Task instructions — Give back only the line containing "If you could place a marker on the landing" and every line after it through the end of the data below, transcribed exactly.

Provided information —

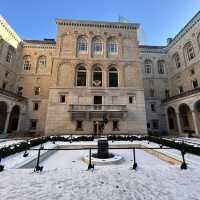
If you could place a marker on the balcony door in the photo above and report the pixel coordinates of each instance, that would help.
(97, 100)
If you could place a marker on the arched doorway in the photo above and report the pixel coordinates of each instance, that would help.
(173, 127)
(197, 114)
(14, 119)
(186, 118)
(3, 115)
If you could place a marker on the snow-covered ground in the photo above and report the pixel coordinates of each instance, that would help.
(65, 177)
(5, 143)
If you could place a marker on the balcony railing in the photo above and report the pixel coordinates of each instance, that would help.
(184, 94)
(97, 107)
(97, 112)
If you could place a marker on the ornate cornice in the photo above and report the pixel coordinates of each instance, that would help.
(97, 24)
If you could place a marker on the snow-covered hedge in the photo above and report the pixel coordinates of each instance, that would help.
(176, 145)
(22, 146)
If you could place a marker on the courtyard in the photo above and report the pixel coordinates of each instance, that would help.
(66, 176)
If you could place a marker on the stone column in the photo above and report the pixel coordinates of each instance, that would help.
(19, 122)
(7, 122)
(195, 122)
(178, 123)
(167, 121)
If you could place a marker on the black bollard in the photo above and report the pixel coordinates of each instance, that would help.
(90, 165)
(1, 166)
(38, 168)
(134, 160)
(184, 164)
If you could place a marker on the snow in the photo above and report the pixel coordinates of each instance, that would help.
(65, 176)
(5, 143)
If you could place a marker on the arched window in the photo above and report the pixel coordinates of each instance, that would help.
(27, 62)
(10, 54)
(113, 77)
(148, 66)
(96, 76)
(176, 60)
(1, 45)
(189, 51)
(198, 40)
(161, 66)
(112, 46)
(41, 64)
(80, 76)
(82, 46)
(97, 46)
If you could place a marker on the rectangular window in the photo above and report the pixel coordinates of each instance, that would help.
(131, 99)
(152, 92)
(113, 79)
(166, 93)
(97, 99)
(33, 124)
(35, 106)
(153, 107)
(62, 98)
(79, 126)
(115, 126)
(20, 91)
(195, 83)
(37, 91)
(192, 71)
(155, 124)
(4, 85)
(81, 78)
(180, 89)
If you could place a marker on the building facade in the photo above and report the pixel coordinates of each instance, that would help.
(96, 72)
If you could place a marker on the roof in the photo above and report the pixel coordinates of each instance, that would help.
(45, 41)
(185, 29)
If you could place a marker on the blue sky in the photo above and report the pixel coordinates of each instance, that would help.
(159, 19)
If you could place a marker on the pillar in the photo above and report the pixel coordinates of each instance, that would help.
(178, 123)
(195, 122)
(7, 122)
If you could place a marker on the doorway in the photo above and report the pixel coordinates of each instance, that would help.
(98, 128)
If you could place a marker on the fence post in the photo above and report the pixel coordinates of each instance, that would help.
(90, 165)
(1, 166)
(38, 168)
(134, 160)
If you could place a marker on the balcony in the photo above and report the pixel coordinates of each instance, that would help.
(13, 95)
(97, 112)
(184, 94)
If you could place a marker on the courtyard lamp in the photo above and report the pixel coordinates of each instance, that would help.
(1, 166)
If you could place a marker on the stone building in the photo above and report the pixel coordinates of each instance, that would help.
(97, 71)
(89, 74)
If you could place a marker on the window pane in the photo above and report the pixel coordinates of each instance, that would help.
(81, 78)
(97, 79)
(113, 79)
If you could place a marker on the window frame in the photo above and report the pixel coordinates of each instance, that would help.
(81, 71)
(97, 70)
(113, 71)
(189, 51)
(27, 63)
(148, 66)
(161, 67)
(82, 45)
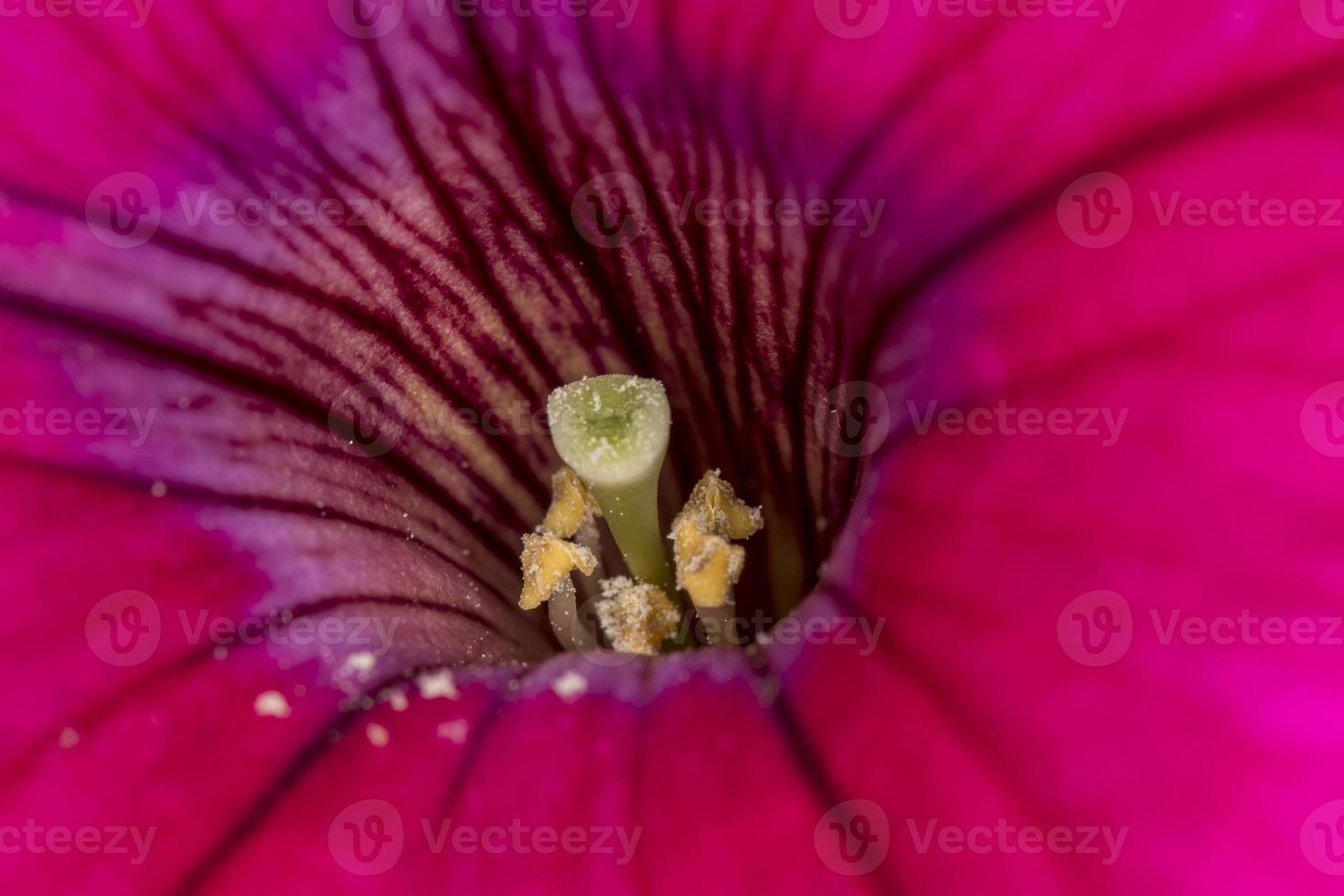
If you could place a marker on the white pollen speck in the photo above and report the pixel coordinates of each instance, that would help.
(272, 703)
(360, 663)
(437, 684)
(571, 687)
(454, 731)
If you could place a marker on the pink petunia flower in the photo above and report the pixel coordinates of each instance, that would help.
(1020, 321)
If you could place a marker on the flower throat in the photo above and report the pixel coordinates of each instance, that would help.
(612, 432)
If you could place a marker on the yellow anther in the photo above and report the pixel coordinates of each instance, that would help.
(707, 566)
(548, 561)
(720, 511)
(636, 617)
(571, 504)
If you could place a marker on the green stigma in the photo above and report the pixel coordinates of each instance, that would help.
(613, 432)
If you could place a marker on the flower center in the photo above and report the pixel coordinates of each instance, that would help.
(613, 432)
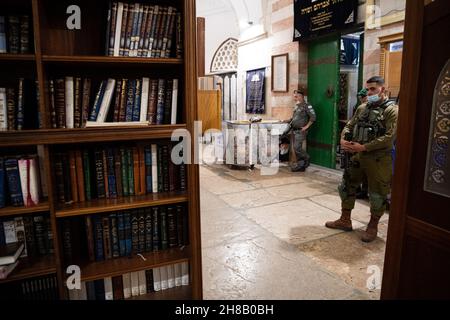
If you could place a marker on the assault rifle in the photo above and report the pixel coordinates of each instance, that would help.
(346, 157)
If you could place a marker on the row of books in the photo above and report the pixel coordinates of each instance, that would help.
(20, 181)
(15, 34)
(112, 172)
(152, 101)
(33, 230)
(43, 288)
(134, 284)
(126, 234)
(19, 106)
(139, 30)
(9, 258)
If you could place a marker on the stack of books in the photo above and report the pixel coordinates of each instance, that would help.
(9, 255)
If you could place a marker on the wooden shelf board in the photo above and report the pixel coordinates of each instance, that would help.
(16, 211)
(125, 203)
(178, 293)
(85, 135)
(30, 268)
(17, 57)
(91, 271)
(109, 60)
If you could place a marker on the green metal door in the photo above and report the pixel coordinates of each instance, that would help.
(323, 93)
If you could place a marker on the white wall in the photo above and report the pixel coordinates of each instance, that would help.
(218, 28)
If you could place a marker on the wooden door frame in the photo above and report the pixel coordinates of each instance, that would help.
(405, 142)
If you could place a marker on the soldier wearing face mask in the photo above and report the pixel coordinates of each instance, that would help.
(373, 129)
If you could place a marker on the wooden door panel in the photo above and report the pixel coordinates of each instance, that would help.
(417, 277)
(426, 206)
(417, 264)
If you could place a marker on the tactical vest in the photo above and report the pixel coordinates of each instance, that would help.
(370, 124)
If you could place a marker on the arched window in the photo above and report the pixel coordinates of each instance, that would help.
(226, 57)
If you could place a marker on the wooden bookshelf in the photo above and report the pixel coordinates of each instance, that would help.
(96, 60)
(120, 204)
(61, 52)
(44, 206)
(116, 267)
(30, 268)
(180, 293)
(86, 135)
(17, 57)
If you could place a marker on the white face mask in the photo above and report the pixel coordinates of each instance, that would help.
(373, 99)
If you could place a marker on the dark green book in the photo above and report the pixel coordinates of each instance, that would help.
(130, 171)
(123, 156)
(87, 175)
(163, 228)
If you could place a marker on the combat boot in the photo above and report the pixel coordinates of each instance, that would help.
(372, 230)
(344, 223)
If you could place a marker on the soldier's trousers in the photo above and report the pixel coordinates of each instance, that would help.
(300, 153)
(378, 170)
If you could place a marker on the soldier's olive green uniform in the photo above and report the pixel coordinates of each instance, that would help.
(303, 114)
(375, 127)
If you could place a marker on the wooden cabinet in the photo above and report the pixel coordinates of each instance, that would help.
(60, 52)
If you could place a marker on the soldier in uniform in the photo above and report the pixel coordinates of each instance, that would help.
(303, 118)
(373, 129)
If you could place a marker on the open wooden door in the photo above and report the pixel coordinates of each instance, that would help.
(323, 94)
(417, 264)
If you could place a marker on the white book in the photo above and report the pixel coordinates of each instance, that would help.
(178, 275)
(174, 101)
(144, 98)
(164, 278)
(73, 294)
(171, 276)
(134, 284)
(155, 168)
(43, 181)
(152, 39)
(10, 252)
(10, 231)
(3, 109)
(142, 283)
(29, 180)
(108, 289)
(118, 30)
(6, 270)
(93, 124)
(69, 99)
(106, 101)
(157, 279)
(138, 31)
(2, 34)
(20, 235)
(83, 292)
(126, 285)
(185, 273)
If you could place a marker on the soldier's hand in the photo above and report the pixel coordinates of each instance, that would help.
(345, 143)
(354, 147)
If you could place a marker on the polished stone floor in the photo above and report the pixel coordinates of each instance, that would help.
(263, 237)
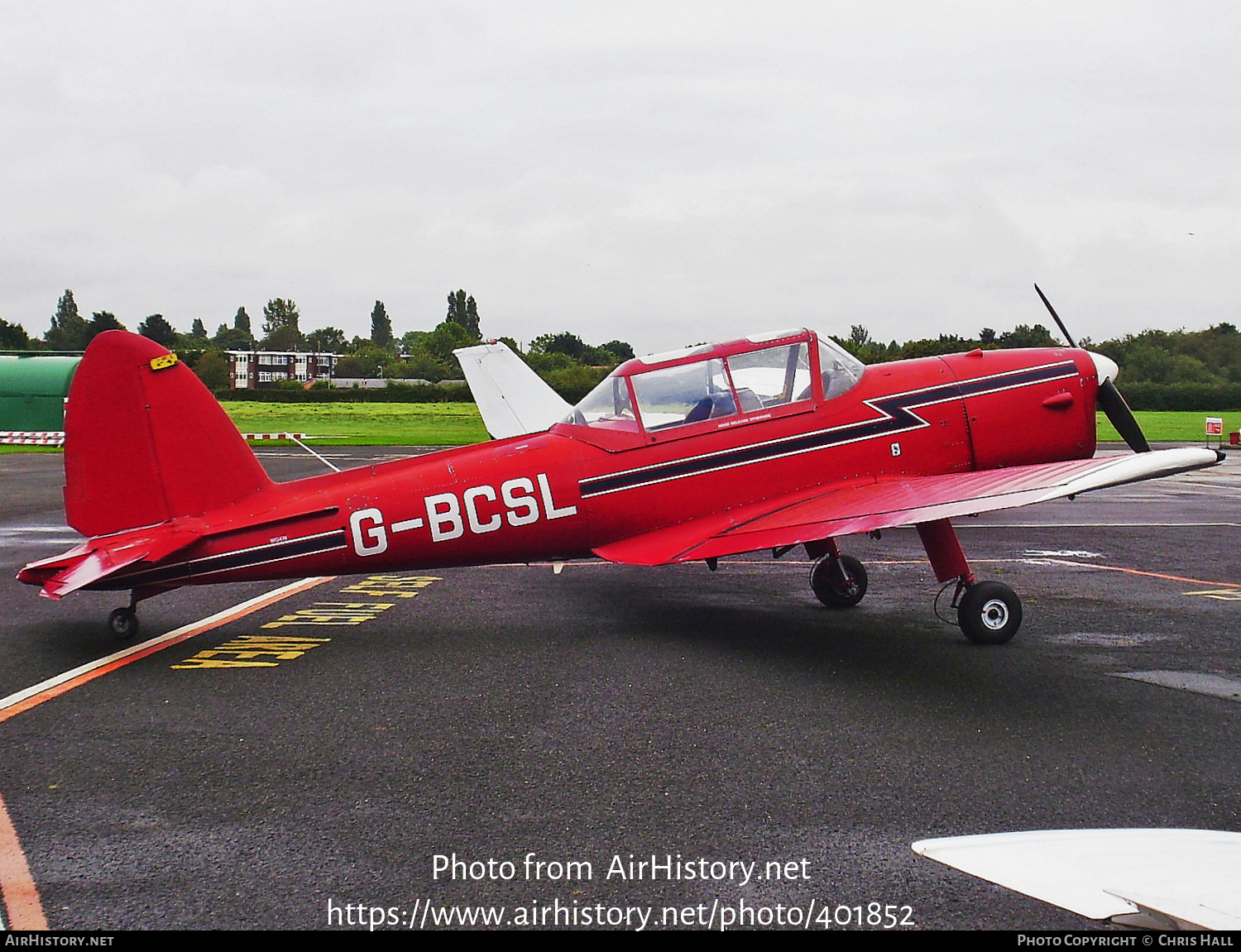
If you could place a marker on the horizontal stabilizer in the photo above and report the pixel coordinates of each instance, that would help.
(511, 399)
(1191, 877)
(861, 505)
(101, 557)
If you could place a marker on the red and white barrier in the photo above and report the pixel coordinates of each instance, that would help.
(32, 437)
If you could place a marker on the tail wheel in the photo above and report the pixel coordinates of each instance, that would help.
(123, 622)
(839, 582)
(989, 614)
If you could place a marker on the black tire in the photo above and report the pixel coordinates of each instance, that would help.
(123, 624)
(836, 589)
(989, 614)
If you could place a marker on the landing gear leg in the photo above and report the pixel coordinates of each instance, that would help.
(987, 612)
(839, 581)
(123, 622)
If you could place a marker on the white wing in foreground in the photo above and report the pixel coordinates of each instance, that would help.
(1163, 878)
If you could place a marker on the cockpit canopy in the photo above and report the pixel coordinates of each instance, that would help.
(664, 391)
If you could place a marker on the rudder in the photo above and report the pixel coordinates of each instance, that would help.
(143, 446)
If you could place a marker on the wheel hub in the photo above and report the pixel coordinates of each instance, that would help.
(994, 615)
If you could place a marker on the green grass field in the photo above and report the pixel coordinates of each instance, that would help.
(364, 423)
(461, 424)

Task response —
If you could place a marker on the landing gear leg in the photo above and report the pixel coordinates of each instance, that would help.
(987, 612)
(839, 581)
(123, 622)
If you could place a marker on the white wing in foreground in the photo above and report the pixel coordinates of each instance, that would help.
(1163, 878)
If you could place a marker on the cockpit canopy in the photo above and report the pixel coordinates of each instance, that would help.
(664, 391)
If you could place a marker on the rudder in the photo above and report the pixel coordinates of each instance, that would help.
(143, 446)
If you could place a marker on the wheel hub in the photo above and report the pixel coordinates of each instance, that would help.
(994, 615)
If you could place a marker on the green grass field in the photo above and report the pixel coordinates of each instance, that would help.
(364, 423)
(461, 424)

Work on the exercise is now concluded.